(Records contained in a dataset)
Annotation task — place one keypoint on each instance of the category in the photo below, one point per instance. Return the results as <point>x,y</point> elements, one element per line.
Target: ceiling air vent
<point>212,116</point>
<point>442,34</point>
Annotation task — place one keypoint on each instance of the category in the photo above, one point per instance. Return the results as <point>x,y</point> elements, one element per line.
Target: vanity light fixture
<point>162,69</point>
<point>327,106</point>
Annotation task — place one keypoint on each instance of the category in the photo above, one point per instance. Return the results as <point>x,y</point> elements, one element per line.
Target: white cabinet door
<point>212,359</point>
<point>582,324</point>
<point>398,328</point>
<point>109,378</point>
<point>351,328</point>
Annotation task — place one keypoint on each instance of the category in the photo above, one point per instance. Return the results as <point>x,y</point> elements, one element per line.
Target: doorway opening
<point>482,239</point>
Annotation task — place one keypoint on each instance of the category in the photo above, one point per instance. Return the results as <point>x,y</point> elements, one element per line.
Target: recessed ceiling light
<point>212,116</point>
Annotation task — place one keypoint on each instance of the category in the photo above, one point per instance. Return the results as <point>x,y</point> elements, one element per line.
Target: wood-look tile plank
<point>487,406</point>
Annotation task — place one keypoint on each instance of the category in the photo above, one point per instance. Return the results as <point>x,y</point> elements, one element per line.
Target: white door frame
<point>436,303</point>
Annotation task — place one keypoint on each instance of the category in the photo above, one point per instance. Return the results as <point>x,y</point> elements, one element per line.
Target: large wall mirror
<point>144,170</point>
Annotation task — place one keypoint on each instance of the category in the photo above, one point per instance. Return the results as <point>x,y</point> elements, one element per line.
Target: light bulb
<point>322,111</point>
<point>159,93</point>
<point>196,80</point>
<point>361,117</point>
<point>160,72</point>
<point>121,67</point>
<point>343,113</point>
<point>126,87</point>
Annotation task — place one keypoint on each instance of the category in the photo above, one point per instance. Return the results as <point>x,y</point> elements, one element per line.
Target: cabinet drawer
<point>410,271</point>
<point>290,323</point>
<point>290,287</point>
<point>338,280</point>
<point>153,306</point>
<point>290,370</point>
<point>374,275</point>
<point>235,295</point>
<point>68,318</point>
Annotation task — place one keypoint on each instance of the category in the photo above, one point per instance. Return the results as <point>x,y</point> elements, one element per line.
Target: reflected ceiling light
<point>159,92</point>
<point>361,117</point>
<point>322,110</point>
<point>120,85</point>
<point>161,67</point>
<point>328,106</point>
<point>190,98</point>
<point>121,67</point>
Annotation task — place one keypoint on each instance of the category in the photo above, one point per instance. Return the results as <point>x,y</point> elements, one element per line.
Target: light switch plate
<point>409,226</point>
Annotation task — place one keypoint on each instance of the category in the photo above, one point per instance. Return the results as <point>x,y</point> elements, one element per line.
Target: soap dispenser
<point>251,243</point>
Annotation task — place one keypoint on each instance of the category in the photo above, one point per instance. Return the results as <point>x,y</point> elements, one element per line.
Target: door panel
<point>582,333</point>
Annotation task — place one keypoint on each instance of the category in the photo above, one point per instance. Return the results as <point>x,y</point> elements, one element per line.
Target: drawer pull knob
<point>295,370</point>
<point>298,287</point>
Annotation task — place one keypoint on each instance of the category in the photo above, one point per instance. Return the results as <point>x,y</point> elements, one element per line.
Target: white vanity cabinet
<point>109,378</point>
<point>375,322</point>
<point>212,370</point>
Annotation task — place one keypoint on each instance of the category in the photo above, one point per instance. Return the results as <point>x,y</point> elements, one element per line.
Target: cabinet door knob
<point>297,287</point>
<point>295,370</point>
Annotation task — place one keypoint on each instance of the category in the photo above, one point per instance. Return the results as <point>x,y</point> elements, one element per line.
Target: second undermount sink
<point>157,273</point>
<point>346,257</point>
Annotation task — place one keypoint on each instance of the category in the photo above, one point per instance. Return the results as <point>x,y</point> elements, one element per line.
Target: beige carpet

* [Problem] Every line of the data above should be retyped precisely.

* [Result]
Annotation task — place one keypoint on each instance of the category in the photo below, one point per instance. Return the results as <point>x,y</point> elements, one element per line.
Target: ceiling air vent
<point>212,116</point>
<point>442,34</point>
Annotation task — place one keypoint on each instance of the category in the photo above, one point per instance. Return the results as <point>x,y</point> elements, one element per line.
Target: vanity light fixture
<point>162,69</point>
<point>327,106</point>
Annotation task — place one keypoint on each instance of the category in the photo above, one point per instance. Return the results as <point>x,y</point> elements, one element per line.
Target: white cabinet door
<point>212,359</point>
<point>582,324</point>
<point>398,328</point>
<point>109,378</point>
<point>351,328</point>
Annotation task — place one keypoint on each instance of the category in the photo above, one point per instance. Return the results as <point>x,y</point> elements, one element per line.
Target: doorway opening
<point>482,239</point>
Annotation task — place one keypoint on each instance of the category in the photo above, one point per instance. Return the results as <point>x,y</point> elements, one element per line.
Target: recessed ceiling light
<point>212,116</point>
Annotation task — place one keypoint on each instance of the category in the photo above, one point per instance. Return the results as <point>x,y</point> elements, one element per line.
Target: wood-look tile plank
<point>487,406</point>
Annotation task — place one keypoint on each instance of the category in the photo above, one point per instance. Return the results as <point>x,y</point> elements, one element per line.
Target: white door frame
<point>436,303</point>
Annotation task — place one keypoint on each instance of the category in the photo above, one point per instance. Return the results as <point>x,y</point> elements, one element per line.
Target: large wall mirror
<point>144,170</point>
Annotation task — place one keypoint on each instance of the category in the photo above, one point per instance. Return the results as <point>x,y</point> elements, one element per line.
Target: light bulb
<point>322,111</point>
<point>159,93</point>
<point>196,80</point>
<point>361,117</point>
<point>160,72</point>
<point>121,67</point>
<point>343,113</point>
<point>126,87</point>
Annotation task — place one keypoint on each instance of the category in the photo above, one point per instance. Return the results as <point>x,y</point> elements, one element per line.
Target: cabinet drawer
<point>410,271</point>
<point>290,323</point>
<point>290,287</point>
<point>338,280</point>
<point>153,306</point>
<point>290,370</point>
<point>374,275</point>
<point>235,295</point>
<point>68,318</point>
Annotation task — place one keypoint on each instance of the category in the photo above, one point per instance. Return the results as <point>x,y</point> elements, one element per line.
Target: reflected ceiling light
<point>159,92</point>
<point>361,117</point>
<point>322,110</point>
<point>120,85</point>
<point>161,67</point>
<point>328,106</point>
<point>190,98</point>
<point>121,67</point>
Annotation task — place one keypoint on each instance of the category in the photo above, one point per instance. Return the results as <point>x,y</point> elements, one element per line.
Target: light switch plate
<point>409,226</point>
Annotation task — place one keypoint on each instance of the category in the photo above, one point per instance. Return the results as <point>x,y</point> elements, one element per line.
Target: soap dispenser
<point>251,243</point>
Annotation task — place one keypoint on each instance of the category in the photo above, one point per instance. Return the results as <point>x,y</point> elements, one element per line.
Target: door panel
<point>582,333</point>
Annotation task — place one keypoint on each instance of the category in the photo above, one point per instance. Return the results as <point>x,y</point> elements, one element per line.
Target: drawer pull knob
<point>295,370</point>
<point>298,287</point>
Annotation task — place one keypoint on each instance of the category in the photo above, one point per instance. Return the results as <point>x,y</point> elements, one element per line.
Target: white vanity cabinet
<point>109,378</point>
<point>375,322</point>
<point>212,370</point>
Annotation task — place one keypoint on each instance of the category in the photo above, one point per instance. Return the results as <point>x,y</point> elements, one element per line.
Target: cabinet door knob
<point>297,287</point>
<point>295,370</point>
Annotation task — place one keypoint on each instance of the category in the photo above, one point per instance. Return the results as <point>x,y</point> elements, one element per line.
Target: second undermount sink
<point>157,273</point>
<point>346,257</point>
Annotation task — place one keypoint on each instance of the category in the photo above, one point per instance. Return the results as <point>x,y</point> elements, one element per line.
Target: beige carpet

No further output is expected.